» **Your instructions**
Write what comes next in the Weekly Insider newsletter text, picking up right after the closing Keynes quote.

» **Page text**

+--

Weekly Insider (Nightmares, Delicate Machines & Strange Zoos; Of Keynes, Darwin & Cato)

Our new issue comes out next week with exclusive sit-downs with iconic
inventor Dean Kamen, ex-McKinsey veteran and innovation luminary Dick
Foster and Lux Research President Matthew Nordan. Their words are
breadcrumbs. Follow the clues...
Today, we'll follow the rational clues of Keynes, Darwin and Cato. And
then next week stay tuned for I will-unable to resist railing against
the foolhardy futility of prioritizing global warming as direr than
cancer, heart disease, AIDS or alzheimers-share two of the most elegant
and persuasive arguments I've heard yet on why curbing carbon isn't
worth the cost.

First some thoughts on time. The more time until a hoped-for-event
occurs, the more chance it won't happen. Or inversely the more chance
the undesired event does. When a target is in your sight, do everything
you can to seize it, for it can quickly flee your scope. Time is the
marshall of Murphy's Law; it paves detours to the undesired; it's a
bedfellow of uncertainty; an inept shepherd of the sought; an agent of
entropy and an enemy of the anxious.

Now for some soothsaying sages who are unusually un-anxious. Following
Warren Buffett's style, Bill Gates released his first annual letter this
week. Buffett passed Gates a quote from John Maynard Keynes on the
current environment. It said this:

"This is a nightmare, which will pass away with the morning. For the
resources of nature and men's devices are just as fertile and productive
as they were. The rate of our progress towards solving the material
problems of life is not less rapid. We are as capable as before of
affording for everyone a high standard of life-high, I mean, compared
with, say, twenty years ago-and will soon learn to afford a standard
higher still. We were not previously deceived. But today we have
involved ourselves in a colossal muddle, having blundered in the control
of a delicate machine, the working of which we do not understand. The
result is that our possibilities of wealth may run to waste for a
time-perhaps for a long time."

+--

» **Dataset entries**
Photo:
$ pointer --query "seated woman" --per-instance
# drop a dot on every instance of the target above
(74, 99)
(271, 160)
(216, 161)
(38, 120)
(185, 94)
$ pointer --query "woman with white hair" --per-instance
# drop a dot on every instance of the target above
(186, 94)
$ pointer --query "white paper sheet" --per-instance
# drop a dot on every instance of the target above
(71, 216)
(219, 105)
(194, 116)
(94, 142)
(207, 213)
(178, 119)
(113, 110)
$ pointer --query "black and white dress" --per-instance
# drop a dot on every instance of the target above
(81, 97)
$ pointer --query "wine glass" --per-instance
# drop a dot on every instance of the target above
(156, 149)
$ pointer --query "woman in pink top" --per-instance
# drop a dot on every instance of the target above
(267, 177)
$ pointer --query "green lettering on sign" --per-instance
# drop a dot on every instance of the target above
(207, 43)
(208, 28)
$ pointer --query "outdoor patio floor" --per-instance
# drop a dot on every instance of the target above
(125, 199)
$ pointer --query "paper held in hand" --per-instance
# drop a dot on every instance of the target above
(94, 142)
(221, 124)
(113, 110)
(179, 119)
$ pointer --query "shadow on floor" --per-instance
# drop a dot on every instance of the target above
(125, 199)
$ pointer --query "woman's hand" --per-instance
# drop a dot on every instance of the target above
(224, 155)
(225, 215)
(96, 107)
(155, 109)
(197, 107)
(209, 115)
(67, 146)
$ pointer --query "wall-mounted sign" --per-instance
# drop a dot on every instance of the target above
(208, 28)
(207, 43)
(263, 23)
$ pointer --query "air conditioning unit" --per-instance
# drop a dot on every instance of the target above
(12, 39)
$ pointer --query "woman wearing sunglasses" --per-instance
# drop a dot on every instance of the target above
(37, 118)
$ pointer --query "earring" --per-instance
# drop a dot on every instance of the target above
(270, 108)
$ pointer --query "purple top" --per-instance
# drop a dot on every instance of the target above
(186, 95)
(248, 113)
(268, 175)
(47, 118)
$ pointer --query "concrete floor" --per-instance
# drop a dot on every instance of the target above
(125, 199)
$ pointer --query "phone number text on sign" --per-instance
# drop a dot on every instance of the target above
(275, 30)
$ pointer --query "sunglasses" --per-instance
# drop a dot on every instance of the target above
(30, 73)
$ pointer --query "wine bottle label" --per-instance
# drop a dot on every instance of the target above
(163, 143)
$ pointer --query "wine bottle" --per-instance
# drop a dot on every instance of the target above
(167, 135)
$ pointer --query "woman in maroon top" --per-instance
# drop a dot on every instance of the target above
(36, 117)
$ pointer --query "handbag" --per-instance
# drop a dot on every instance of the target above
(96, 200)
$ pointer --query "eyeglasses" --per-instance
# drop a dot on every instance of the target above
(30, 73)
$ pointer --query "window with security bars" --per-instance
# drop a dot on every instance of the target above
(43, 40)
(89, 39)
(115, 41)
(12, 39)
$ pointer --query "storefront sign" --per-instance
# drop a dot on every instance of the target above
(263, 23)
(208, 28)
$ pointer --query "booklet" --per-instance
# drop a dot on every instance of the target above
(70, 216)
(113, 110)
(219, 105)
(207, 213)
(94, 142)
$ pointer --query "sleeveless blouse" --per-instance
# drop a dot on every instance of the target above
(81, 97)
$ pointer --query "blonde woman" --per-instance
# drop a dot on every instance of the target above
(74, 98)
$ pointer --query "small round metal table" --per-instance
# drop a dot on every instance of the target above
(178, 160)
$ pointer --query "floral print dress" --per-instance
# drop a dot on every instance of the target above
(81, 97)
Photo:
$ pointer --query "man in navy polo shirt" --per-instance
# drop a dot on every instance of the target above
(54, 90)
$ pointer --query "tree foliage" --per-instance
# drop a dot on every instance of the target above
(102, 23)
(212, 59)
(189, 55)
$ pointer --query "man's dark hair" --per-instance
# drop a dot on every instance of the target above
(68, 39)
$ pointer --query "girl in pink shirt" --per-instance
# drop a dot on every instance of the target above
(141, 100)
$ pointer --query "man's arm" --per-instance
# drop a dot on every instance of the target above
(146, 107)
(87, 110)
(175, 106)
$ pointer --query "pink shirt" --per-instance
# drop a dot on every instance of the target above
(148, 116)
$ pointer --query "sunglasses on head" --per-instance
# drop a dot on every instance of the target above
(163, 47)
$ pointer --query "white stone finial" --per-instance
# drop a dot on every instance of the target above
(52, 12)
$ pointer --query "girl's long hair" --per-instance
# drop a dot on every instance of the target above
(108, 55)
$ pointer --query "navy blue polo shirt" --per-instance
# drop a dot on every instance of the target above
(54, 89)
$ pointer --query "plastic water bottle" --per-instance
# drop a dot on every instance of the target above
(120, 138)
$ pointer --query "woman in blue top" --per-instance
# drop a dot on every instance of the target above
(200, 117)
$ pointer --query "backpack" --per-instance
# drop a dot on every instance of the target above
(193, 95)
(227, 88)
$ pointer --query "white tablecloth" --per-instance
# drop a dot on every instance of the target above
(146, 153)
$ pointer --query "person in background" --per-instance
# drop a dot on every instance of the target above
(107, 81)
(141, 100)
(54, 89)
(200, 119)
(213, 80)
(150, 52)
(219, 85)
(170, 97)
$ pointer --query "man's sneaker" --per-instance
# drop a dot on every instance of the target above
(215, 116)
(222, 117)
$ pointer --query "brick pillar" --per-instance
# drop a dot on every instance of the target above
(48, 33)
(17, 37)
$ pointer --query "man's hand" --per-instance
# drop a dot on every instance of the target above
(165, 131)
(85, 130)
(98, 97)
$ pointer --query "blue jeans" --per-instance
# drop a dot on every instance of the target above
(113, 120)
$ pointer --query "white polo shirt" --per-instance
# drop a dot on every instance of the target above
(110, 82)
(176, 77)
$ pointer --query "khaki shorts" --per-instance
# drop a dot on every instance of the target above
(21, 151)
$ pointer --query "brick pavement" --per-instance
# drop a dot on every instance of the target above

+--

» **Exercise result**
Meanwhile, on a similarly delicate machine-the human mind-and the animal
spirits swirling in us social primates which caused the current crisis,
professor Paul Seabright, says "If Darwin had been around to reflect on
the financial crisis, he might have reminded us, in his diffident way,
to think of human beings not as inadequate calculating machines, but as
remarkably well-adapted apes. As group living primates, they are
intensely competitive, alert to the narcissism of tiny differences in
status, navigating their social life through coalition formation.

The way to get ahead is to join powerful groups. The key to social life
is not unfettered competition, nor universal cooperation, but a subtle
mix of the two: competing fiercely to join up with the most attractive
cooperators. And the cognitive capacities they deploy involve a capacity
for strategic reasoning of the second, third, even the fourth degree.
You have to be impressed how well they have adapted to life in the wild.

The problem is that many primates do not adapt well to life in zoos, and
Wall Street is the biggest and strangest zoo of them all. It presents
our large primate brain with vast challenges, of which the greatest has
been solving strategic reasoning of the thousandth degree.

Faced with evidence that a housing boom can't continue forever, we do
not unravel it back to the beginning but try to ride the boom till the
very end, to do just a little better than the very best of the others.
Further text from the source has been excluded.